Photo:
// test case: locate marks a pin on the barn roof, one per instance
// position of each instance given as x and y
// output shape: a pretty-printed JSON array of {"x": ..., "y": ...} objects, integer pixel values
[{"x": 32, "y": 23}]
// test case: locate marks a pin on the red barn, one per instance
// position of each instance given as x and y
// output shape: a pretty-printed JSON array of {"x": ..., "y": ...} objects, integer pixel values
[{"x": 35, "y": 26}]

Task instructions
Rewrite the rows above with every "pin" changed to "marker", leaving everything else untouched.

Result for this exercise
Photo:
// test case: locate marks a marker on the barn roof, one per instance
// position of each instance given as x and y
// output shape: a pretty-printed JSON array of {"x": ..., "y": ...} objects, integer pixel values
[{"x": 32, "y": 23}]
// test case: locate marks a marker on the red barn, one per instance
// position of each instance given as x and y
// output shape: a pretty-printed JSON array of {"x": ..., "y": ...} objects, integer pixel values
[{"x": 35, "y": 26}]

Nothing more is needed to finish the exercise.